▶ _What is being asked_
Take the material below and extract the lines from the one with "Find every instance of the lavender" through the one with "<point>267,141</point>", word for word, without pictures.

▶ _Provided entries_
▼

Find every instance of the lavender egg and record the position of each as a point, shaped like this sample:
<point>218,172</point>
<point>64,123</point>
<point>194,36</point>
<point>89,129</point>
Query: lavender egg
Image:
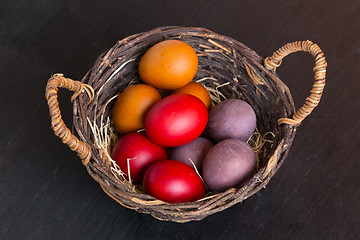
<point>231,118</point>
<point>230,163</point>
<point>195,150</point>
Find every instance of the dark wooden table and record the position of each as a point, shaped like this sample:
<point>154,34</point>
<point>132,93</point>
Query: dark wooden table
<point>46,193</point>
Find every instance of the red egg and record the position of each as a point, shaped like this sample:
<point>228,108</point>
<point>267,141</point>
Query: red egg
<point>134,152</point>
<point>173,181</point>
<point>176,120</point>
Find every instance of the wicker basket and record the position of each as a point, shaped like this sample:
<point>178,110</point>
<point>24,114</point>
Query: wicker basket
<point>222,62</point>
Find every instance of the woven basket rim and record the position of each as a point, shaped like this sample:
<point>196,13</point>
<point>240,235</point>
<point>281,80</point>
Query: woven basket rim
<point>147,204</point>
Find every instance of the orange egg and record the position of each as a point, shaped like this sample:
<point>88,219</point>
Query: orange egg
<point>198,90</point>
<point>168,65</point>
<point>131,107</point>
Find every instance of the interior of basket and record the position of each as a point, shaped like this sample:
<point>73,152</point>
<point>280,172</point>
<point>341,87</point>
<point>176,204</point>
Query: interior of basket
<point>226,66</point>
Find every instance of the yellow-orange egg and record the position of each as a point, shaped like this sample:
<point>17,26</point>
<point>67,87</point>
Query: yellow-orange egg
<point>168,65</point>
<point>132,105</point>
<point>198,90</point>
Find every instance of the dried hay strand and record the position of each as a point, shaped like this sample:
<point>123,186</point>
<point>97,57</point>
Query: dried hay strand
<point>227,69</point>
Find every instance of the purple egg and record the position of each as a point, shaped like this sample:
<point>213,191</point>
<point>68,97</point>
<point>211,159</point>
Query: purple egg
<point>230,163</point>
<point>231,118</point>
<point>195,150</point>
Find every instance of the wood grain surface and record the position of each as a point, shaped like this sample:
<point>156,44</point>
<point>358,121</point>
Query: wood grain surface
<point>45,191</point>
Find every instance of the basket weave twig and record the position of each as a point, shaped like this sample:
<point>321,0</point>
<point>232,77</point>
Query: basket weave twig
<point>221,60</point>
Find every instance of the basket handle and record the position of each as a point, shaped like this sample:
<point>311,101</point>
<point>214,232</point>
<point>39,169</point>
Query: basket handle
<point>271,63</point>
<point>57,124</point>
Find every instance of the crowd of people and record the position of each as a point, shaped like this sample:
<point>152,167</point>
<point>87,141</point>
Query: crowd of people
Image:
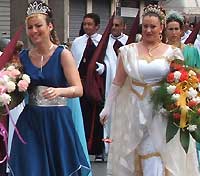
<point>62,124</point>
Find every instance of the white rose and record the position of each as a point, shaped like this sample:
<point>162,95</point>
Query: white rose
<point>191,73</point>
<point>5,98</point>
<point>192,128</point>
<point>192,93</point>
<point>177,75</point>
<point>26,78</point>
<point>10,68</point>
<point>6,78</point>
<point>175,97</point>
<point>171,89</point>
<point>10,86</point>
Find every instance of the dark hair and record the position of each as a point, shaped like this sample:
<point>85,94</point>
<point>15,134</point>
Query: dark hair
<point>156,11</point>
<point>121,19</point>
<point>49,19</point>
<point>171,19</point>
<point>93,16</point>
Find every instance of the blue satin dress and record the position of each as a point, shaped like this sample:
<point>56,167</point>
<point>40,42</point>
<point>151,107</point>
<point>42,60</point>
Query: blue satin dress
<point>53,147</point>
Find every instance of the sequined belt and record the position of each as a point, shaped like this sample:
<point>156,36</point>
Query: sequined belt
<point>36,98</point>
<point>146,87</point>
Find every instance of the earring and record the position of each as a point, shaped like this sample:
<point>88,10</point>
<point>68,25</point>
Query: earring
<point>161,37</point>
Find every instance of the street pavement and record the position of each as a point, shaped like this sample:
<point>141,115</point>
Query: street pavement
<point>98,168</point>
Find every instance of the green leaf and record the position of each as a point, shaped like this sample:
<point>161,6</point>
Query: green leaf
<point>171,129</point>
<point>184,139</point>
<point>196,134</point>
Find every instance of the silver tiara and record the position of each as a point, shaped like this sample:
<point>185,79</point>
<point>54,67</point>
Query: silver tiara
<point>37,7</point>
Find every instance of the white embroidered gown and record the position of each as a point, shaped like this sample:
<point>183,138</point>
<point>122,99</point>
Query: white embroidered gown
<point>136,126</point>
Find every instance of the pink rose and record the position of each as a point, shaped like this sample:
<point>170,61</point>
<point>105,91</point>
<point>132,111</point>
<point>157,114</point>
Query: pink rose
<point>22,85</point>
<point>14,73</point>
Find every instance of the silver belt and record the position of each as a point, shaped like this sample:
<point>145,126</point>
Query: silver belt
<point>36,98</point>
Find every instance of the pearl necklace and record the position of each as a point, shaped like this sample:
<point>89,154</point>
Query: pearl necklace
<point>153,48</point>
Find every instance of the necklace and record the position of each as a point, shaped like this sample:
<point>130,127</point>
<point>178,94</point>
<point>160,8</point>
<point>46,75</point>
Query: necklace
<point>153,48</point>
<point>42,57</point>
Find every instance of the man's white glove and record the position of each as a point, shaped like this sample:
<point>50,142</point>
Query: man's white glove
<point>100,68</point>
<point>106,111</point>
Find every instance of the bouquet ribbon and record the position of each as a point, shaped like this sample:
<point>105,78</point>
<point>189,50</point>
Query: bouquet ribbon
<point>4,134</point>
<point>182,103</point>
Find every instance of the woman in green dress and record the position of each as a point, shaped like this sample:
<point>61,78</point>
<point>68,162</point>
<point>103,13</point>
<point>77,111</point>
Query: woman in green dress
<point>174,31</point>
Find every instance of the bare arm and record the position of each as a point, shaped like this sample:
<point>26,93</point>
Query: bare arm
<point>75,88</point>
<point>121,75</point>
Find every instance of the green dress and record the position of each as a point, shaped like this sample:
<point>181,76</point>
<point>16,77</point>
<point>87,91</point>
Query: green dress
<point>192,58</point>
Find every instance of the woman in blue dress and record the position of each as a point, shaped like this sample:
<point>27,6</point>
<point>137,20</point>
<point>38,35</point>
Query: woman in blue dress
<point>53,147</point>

▲
▼

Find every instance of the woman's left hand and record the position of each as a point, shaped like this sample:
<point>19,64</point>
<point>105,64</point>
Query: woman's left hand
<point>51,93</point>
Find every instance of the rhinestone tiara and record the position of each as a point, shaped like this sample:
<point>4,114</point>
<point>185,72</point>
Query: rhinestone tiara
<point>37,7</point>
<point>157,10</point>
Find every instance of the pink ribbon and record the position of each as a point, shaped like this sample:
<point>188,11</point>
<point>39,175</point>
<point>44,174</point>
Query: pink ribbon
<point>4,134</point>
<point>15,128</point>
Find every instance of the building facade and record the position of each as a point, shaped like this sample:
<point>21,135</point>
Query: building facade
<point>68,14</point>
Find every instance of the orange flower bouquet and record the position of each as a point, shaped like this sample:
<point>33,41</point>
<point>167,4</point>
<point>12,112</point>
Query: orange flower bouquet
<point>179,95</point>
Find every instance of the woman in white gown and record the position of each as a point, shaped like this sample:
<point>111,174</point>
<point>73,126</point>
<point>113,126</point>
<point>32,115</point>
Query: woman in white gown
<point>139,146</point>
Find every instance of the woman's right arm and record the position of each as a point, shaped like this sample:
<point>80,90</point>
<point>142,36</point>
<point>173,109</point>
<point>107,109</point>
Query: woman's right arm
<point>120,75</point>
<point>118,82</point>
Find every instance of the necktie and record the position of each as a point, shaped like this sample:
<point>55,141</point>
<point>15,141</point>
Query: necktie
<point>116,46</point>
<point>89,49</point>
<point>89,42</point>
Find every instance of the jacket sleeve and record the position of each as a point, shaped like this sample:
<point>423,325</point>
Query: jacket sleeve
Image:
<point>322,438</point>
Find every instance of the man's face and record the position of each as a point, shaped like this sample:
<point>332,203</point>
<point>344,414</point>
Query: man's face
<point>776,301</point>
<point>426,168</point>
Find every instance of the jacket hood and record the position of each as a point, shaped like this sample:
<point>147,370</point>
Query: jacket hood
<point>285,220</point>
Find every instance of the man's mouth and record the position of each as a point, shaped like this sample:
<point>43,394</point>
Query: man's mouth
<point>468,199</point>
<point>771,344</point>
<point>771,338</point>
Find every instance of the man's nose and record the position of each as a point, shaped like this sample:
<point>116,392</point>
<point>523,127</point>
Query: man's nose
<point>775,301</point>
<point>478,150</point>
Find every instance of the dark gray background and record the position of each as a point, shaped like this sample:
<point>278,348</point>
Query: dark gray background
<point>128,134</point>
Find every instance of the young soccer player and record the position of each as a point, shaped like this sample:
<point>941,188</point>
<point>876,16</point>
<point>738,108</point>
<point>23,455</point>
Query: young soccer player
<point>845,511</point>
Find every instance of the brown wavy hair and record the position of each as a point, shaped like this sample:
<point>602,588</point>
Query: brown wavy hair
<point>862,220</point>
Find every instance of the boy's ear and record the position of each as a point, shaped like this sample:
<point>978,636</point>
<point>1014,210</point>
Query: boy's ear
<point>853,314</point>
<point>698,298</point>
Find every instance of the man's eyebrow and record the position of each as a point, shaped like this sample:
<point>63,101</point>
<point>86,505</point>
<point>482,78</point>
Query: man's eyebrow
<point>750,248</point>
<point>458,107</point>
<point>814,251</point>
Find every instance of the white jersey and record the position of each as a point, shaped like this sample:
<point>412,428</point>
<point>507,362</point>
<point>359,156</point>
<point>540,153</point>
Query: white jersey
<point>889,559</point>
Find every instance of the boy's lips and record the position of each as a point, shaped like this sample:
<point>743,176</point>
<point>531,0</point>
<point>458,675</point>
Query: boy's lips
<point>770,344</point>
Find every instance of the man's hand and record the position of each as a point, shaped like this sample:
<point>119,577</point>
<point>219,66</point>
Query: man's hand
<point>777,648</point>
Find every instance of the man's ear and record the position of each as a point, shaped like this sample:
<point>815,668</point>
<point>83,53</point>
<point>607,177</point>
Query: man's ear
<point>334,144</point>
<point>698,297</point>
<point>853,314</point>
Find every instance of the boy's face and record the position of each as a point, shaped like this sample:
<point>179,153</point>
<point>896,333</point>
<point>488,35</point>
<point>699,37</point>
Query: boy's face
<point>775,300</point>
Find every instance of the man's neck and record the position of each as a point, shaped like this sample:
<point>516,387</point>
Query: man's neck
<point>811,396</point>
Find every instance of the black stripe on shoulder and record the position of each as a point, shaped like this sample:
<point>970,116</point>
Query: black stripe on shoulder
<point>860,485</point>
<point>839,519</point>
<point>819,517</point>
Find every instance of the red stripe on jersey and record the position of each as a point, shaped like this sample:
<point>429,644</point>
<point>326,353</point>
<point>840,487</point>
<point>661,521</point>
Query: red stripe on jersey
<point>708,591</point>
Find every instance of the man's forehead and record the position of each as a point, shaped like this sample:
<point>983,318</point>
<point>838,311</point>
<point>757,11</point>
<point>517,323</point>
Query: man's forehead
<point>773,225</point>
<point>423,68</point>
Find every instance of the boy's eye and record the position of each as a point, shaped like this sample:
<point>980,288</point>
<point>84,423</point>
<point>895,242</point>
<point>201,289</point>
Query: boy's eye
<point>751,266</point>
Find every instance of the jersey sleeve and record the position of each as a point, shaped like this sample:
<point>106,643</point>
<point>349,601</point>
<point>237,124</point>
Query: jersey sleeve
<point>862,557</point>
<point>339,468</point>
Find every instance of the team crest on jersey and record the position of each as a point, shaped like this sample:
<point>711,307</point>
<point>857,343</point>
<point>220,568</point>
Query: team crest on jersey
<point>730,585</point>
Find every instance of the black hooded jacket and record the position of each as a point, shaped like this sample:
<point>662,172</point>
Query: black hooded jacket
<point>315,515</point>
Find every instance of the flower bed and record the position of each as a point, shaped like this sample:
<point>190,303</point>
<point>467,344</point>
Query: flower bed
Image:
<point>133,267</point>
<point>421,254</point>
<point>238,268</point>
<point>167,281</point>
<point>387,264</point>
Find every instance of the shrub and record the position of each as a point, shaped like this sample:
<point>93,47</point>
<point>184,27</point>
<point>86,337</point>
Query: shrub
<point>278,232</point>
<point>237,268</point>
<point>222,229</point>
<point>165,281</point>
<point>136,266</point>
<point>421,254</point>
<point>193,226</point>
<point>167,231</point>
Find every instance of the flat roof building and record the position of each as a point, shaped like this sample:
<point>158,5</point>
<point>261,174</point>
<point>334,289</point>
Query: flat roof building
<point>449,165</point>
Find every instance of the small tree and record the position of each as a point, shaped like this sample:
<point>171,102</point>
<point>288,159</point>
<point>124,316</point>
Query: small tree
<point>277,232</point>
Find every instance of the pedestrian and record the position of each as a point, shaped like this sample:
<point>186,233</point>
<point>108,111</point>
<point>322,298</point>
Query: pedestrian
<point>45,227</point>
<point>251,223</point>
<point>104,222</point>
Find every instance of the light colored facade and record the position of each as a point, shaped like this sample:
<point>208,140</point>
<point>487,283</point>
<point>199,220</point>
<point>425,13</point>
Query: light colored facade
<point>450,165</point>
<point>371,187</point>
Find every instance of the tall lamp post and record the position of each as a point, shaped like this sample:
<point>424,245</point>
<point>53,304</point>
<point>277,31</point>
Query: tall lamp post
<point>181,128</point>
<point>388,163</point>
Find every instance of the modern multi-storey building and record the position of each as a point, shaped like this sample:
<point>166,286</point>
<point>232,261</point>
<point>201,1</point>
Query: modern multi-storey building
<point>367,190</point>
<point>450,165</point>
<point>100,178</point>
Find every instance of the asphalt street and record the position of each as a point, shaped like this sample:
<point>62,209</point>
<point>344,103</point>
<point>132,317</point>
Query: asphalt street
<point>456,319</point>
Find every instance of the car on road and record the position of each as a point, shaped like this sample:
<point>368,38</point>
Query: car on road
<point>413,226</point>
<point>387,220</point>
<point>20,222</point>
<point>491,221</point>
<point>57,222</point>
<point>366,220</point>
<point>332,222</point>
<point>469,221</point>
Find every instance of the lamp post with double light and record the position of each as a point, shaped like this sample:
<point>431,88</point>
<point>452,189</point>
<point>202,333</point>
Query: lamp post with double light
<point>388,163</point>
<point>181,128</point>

▲

▶ _Reply_
Find every instance of the lavender egg and record the position of each as a point, shaped like this sample:
<point>218,172</point>
<point>64,123</point>
<point>194,36</point>
<point>89,129</point>
Query: lavender egg
Image:
<point>231,118</point>
<point>230,163</point>
<point>195,150</point>
Find every instance of the dark wooden table and record the position of each as a point, shaped like this sample:
<point>154,34</point>
<point>132,93</point>
Query: dark wooden table
<point>46,193</point>
Find every instance of the red egg and record the position of each as a point, shaped like this sample:
<point>228,108</point>
<point>267,141</point>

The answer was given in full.